- VORLIEGENDER TEXT:
━━━━━━━━━━━━━━━━━━━━

Ich weiß auch, dass diese Ideen viel Arbeit machen und Du komplett neue Folie benötigst. Man sollte aber auch beachten, dass so der größten Volumenzuwachs erzielt wird und der 'Fußgängerverkehr' sicherer ist...

Aber ich möchte Dir nicht reinreden....



Gruß Carsten


----------



## muh.gp (4. Okt. 2012)

*AW: Wird mal Zeit!*



DbSam schrieb:


> Aber ich möchte Dir nicht reinreden....
> 
> Gruß Carsten



Reinreden lasse ich mir auch nicht... , aber die Ideen sind echt Klasse... und werden mir wohl einen Winter mit vielen Gedankenspielen bescheren...

Einfach mal pauschal DANKE!

Grüße,
Holger


----------



## DbSam (4. Okt. 2012)

*AW: Wird mal Zeit!*

Ja, solche Projekte müssen erst etwas wachsen...  

Ich bin gespannt, was dann heraus kommt....


----------



## Gartenfreund2 (5. Okt. 2012)

*AW: Teichbau 2.0 - das Fieber hat mich gepackt!*



muh.gp schrieb:


> Soll ich dann die Temperatur im Aquarium ein wenig nach oben drehen, damit der Prozess, sofern er eintritt, beschleunigt wird?



Hoi,

die Frage kann ich dir nicht beantworten, dass musst du selbst entscheiden. Wenn du eine schnellere Färbung herbei wünschst, dann *kann *es durchaus helfen, ist aber keine Garantie.


PS: Idee Nr. 4 ist echt eine super Lösung. Ich würde das wahrscheinlich genauso machen.


----------



## muh.gp (6. Okt. 2012)

*AW: Wird mal Zeit!*

Hi,

Danke Gartenfreund! Hab jetzt mal auf 23°C erhöht und lasse der Entwicklung ihren Lauf...

Inzwischen sitzte ich täglich und lange am Teich. Schöner milder Herbst, wenig Regen und spannende Einblicke in das Teichleben... dazu ist natürlich immer das geistige "Vorschaufenster" aktiviert. Wird in Sachen Ausbau ein heißer Winter.... vollkommen ergebnisoffen, aber sicher ist, dass der Teich größer wird. Meine Frau weiß inzwischen, dass sie chancenlos ist!!!

Grüße und genießt die letzten Teichtage 2012! 

Holger


----------



## DbSam (6. Okt. 2012)

*AW: Wird mal Zeit!*



muh.gp schrieb:


> ... und genießt die letzten Teichtage 2012!




Kollege, jetzt mach mal hier nicht einen auf Winter!

━━━━━━━━━━━━━━━━━━━━

- BEREITGESTELLTES MATERIAL:
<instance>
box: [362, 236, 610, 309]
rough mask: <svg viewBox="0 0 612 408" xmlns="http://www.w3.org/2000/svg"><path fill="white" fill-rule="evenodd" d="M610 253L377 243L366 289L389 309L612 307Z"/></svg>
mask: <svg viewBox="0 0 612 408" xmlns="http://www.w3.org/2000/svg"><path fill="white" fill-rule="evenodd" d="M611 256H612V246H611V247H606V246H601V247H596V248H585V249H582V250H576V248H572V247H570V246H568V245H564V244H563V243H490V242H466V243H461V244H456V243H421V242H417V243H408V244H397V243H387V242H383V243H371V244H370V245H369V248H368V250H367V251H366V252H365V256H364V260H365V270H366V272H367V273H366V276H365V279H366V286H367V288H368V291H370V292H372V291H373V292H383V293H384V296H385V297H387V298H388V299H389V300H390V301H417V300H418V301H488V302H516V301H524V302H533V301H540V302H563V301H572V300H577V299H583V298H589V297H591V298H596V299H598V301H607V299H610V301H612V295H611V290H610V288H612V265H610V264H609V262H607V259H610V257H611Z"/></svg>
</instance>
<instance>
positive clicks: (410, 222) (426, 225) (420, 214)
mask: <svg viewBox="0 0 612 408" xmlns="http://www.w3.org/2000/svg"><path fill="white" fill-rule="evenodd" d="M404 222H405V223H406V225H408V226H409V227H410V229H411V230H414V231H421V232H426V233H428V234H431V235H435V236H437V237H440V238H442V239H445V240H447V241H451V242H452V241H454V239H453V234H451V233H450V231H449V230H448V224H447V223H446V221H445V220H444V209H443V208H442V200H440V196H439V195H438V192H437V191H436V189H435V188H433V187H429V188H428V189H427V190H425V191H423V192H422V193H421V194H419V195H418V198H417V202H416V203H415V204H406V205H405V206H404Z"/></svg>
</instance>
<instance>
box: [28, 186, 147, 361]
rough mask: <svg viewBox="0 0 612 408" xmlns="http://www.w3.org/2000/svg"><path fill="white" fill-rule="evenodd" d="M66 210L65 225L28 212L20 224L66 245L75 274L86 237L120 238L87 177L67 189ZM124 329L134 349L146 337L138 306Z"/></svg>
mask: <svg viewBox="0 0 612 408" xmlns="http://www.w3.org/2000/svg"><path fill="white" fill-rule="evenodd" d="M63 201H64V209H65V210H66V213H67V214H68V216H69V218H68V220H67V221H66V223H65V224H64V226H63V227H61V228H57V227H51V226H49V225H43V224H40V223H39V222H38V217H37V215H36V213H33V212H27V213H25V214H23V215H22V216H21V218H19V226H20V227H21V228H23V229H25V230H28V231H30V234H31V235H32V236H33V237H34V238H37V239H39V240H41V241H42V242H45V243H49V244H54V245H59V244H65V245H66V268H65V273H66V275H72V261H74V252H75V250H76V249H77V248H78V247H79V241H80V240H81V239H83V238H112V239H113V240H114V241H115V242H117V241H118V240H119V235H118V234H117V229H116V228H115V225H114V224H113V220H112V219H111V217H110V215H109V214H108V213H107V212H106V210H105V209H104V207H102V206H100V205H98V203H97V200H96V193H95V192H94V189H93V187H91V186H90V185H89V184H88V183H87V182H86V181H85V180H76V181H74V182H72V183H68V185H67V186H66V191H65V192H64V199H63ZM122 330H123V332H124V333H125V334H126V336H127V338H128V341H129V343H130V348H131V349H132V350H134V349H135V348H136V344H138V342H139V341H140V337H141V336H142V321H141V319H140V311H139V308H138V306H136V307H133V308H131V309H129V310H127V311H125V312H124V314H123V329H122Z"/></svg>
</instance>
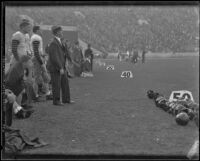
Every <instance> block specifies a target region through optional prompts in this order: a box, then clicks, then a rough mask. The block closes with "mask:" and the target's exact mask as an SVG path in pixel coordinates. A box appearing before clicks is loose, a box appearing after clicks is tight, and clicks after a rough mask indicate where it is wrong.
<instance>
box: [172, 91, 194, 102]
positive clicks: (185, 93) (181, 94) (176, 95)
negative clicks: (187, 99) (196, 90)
mask: <svg viewBox="0 0 200 161" xmlns="http://www.w3.org/2000/svg"><path fill="white" fill-rule="evenodd" d="M180 98H183V100H187V99H191V100H192V101H194V98H193V96H192V92H190V91H187V90H180V91H172V93H171V95H170V97H169V101H170V102H172V101H177V99H180Z"/></svg>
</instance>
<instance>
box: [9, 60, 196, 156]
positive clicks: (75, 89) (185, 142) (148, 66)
mask: <svg viewBox="0 0 200 161" xmlns="http://www.w3.org/2000/svg"><path fill="white" fill-rule="evenodd" d="M104 61H105V62H106V63H107V64H113V65H115V70H114V71H108V70H105V68H106V67H103V66H101V67H100V66H97V65H94V75H95V76H94V77H93V78H73V79H70V88H71V97H72V99H73V100H74V101H76V103H75V104H73V105H65V106H63V107H60V106H53V105H52V102H51V101H47V102H40V103H36V104H35V113H33V115H32V116H31V117H30V118H29V119H26V120H14V123H13V127H17V128H20V129H22V130H23V131H24V132H25V133H26V134H27V135H28V136H31V137H35V136H38V137H39V138H41V139H42V140H44V141H45V142H47V143H49V145H48V146H45V147H42V148H38V149H31V150H25V151H23V152H22V153H24V154H122V155H126V154H130V155H184V156H185V155H186V154H187V152H188V150H189V149H190V147H191V146H192V144H193V142H194V139H195V138H196V137H197V136H198V130H197V128H196V126H195V124H194V123H193V122H189V124H188V125H187V126H185V127H183V126H179V125H177V124H176V122H175V120H174V117H173V116H171V115H170V114H168V113H166V112H164V111H162V110H161V109H159V108H157V107H156V106H155V105H154V102H153V101H152V100H150V99H148V98H147V96H146V92H147V90H149V89H152V90H155V91H157V92H159V93H161V94H164V95H165V96H167V97H169V95H170V93H171V92H172V91H173V90H189V91H191V92H192V94H193V97H194V100H195V101H196V102H199V57H186V58H174V59H171V58H170V59H167V58H166V59H152V58H151V59H147V61H146V63H145V64H141V62H139V63H138V64H137V65H133V64H130V63H128V62H119V61H118V60H104ZM124 70H131V71H132V72H133V78H132V79H130V78H129V79H126V78H120V75H121V72H122V71H124Z"/></svg>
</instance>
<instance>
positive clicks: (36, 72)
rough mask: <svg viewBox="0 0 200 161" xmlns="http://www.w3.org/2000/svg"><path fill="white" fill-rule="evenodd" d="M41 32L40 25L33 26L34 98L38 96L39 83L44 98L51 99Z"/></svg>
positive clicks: (33, 68)
mask: <svg viewBox="0 0 200 161" xmlns="http://www.w3.org/2000/svg"><path fill="white" fill-rule="evenodd" d="M41 35H42V32H41V30H40V26H34V27H33V35H32V36H31V49H32V52H33V53H34V57H33V65H34V68H33V71H34V77H35V81H36V83H35V89H36V99H38V98H39V94H38V85H39V84H41V85H42V86H43V87H44V90H45V95H46V99H47V100H48V99H52V95H51V92H50V90H49V82H50V77H49V76H48V73H47V69H46V65H45V60H44V58H43V56H44V53H43V41H42V37H41Z"/></svg>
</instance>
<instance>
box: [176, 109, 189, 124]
mask: <svg viewBox="0 0 200 161" xmlns="http://www.w3.org/2000/svg"><path fill="white" fill-rule="evenodd" d="M175 120H176V123H177V124H179V125H182V126H185V125H187V124H188V122H189V116H188V115H187V113H185V112H181V113H179V114H178V115H176V118H175Z"/></svg>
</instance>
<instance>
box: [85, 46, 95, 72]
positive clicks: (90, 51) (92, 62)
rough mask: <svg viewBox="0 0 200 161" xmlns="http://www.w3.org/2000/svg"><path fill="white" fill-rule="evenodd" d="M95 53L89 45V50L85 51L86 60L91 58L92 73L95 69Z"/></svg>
mask: <svg viewBox="0 0 200 161" xmlns="http://www.w3.org/2000/svg"><path fill="white" fill-rule="evenodd" d="M93 57H94V55H93V52H92V49H91V45H90V44H88V48H87V49H86V50H85V58H89V59H90V65H91V72H92V68H93Z"/></svg>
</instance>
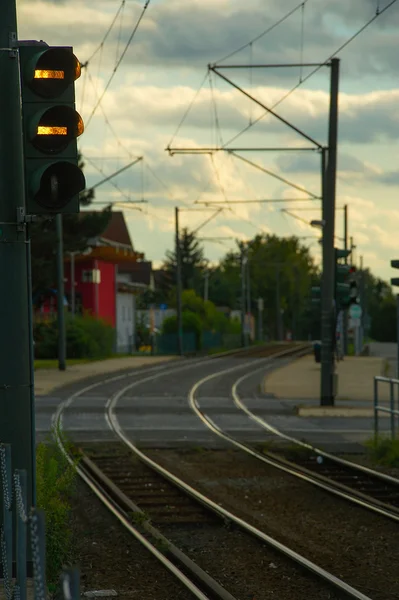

━━━━━━━━━━━━━━━━━━━━

- AUFGABEN:
(A) Benenne im Forumsverlauf zwischen "die Frage kann" und "aber keine Garantie.", beide eingeschlossen, "Garantie" in "Gewähr" um und gib diesen Abschnitt wieder.
(B) Auf wie viel Grad hat muh.gp laut dem Forumsverlauf die Temperatur erhöht?

- LÖSUNGEN:
(A)
die Frage kann ich dir nicht beantworten, dass musst du selbst entscheiden. Wenn du eine schnellere Färbung herbei wünschst, dann *kann *es durchaus helfen, ist aber keine Gewähr.

(B) Auf 23 °C.